**PROMPT:**
Collect every line in the items below that contains the word "cherry", and copy each of those lines in full.

**THE DATA:**
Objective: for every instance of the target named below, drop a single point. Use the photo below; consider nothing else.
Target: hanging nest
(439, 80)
---
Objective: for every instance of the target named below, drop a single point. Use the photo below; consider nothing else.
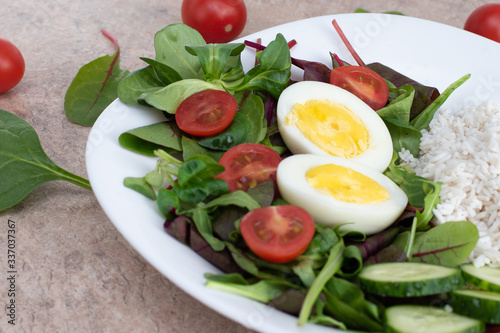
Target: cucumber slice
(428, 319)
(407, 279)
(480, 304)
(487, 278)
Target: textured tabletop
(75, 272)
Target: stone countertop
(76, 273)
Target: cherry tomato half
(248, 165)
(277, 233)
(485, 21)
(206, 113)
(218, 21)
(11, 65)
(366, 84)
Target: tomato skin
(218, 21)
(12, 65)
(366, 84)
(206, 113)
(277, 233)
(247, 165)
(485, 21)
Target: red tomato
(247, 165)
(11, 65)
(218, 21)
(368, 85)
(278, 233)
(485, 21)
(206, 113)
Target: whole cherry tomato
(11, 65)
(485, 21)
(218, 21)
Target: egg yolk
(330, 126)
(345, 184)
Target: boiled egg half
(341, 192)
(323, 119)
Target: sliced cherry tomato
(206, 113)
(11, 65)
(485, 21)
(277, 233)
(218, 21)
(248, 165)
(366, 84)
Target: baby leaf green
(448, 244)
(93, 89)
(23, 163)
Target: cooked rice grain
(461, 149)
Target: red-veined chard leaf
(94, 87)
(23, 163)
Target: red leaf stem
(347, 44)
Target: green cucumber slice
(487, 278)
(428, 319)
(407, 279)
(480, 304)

**TASK SOLUTION:**
Target: cherry tomato half
Target: whole cherry tomato
Target: sliced cherry tomato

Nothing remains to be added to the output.